→ **Description of the task**: In the records below, find every line that contains "plant" and list it.

◆ ◆ ◆ ◆ ◆

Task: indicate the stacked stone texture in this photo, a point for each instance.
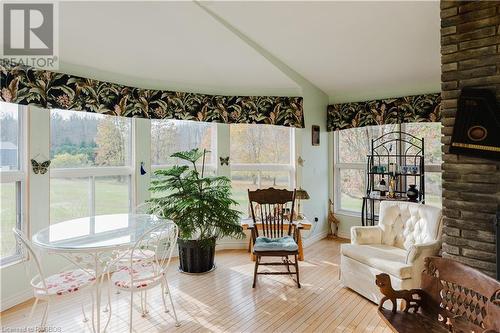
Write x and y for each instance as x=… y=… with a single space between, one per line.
x=470 y=57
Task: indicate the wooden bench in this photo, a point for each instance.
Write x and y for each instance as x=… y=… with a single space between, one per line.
x=453 y=298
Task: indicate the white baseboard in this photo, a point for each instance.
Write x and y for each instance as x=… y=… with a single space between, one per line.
x=344 y=235
x=15 y=299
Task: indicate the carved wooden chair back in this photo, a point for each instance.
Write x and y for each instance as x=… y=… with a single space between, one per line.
x=275 y=211
x=467 y=299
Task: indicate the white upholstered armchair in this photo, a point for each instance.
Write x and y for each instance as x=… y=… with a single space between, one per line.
x=406 y=234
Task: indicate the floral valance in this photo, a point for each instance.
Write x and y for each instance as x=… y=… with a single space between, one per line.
x=26 y=85
x=417 y=108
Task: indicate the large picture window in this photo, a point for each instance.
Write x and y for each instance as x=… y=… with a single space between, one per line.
x=171 y=136
x=352 y=147
x=261 y=157
x=12 y=175
x=91 y=165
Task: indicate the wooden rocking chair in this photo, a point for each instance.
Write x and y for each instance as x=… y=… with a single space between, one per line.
x=274 y=218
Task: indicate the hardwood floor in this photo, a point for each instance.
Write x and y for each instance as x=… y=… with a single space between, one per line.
x=224 y=301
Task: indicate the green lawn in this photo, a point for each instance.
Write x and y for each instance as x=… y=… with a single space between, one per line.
x=69 y=199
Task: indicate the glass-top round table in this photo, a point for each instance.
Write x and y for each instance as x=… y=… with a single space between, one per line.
x=95 y=242
x=95 y=233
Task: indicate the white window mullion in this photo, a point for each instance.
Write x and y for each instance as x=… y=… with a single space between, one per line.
x=92 y=195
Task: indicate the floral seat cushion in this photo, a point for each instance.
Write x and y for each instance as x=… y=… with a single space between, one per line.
x=143 y=274
x=65 y=282
x=264 y=244
x=139 y=255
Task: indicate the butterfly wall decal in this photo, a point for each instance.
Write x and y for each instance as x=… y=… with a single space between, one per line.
x=40 y=168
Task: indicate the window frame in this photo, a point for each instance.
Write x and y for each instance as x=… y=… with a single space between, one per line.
x=290 y=168
x=211 y=166
x=94 y=172
x=338 y=166
x=19 y=178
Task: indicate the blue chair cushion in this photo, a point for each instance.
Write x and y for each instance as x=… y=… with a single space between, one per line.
x=286 y=243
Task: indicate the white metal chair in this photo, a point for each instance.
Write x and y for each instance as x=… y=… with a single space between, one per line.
x=142 y=208
x=140 y=276
x=50 y=288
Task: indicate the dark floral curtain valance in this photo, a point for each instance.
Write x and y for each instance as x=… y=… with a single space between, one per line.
x=417 y=108
x=27 y=85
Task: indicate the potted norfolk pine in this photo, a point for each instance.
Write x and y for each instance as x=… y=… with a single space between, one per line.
x=200 y=205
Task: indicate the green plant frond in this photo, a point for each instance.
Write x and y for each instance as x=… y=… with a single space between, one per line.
x=200 y=206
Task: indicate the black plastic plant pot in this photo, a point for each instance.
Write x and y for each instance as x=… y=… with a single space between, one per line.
x=196 y=256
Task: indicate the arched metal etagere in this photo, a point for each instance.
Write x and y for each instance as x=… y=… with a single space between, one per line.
x=395 y=154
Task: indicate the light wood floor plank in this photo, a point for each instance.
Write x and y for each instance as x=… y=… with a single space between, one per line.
x=224 y=301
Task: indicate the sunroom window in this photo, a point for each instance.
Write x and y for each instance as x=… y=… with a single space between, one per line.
x=171 y=136
x=261 y=157
x=352 y=147
x=91 y=165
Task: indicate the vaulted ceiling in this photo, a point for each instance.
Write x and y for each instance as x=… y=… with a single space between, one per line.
x=350 y=50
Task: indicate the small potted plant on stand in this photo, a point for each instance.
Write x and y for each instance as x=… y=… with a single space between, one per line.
x=200 y=205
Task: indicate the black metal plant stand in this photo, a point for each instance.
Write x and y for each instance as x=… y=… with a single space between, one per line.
x=395 y=155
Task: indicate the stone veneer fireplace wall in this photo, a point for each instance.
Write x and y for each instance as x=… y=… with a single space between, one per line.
x=470 y=57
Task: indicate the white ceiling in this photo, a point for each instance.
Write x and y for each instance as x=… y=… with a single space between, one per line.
x=350 y=50
x=169 y=45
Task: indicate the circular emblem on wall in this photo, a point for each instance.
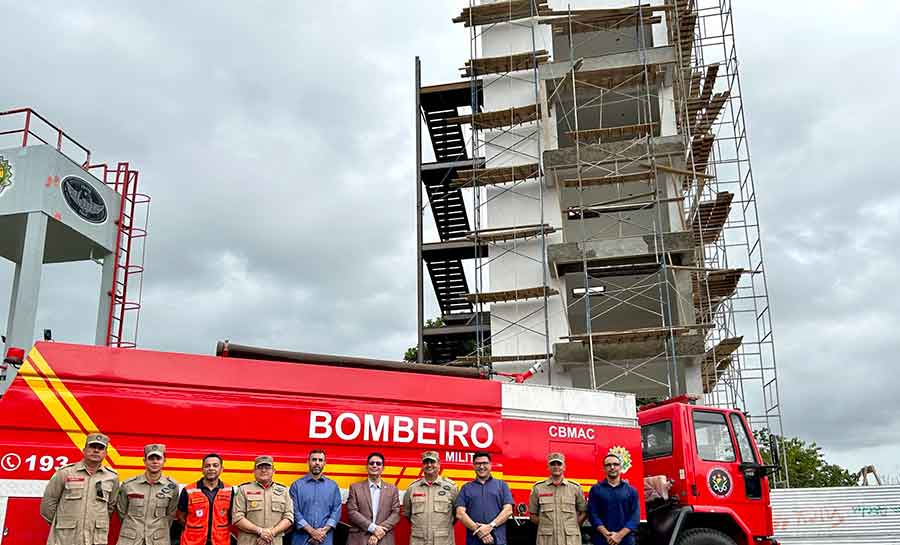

◆ ◆ ◆ ◆ ◆

→ **Solution below**:
Task: indicate the green plant frond in this photo, a point for each instance.
Task: indicate the black plastic plant pot in this photo, a point for each instance.
Task: indicate the small potted plant on stand in this photo, a point for each instance.
Task: indicate the black metal plant stand in this photo, a point for each instance.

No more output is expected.